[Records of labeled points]
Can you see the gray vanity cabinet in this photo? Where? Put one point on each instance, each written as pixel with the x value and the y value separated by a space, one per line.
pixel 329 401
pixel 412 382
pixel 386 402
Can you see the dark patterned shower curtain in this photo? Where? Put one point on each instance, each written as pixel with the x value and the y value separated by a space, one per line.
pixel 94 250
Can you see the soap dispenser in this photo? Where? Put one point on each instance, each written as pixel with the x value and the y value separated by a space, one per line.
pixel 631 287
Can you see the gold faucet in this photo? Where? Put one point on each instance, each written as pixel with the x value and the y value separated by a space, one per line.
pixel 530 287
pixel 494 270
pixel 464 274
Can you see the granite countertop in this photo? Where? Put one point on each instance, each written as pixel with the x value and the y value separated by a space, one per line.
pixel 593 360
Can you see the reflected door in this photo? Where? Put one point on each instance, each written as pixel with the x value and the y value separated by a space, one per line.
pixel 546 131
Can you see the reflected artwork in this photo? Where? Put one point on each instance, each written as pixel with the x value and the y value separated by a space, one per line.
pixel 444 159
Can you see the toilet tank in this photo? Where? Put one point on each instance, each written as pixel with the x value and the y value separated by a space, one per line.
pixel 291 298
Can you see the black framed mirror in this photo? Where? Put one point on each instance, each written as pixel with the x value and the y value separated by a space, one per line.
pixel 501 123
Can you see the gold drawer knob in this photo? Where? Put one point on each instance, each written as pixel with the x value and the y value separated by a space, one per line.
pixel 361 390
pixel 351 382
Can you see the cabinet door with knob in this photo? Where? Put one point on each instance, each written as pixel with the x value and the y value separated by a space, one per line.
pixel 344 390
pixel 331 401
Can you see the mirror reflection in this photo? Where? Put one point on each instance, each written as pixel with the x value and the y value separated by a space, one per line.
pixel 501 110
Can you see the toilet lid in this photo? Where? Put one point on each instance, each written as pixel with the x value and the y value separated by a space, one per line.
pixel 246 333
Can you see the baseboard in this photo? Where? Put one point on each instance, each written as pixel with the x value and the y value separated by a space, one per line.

● **Given request**
Print the items again without any change, starting at the line containing "Can you see the gold faucet" and ending with the line containing "pixel 546 131", both of those lines included.

● **Complete answer**
Can you see the gold faucet in this photo? Where? Put one point on each instance, each written as pixel with the x value and the y value separated by a space, one per line.
pixel 530 287
pixel 494 270
pixel 464 274
Can you see the granite countertop in this photo? Where? Put one point on each instance, each written as pixel with the x value and the y value separated by a space, one per line.
pixel 593 360
Can you see the reflected door in this photo? Where? Put one point on each instance, each written as pixel with the x value and the y value separated by a space, one per line.
pixel 546 131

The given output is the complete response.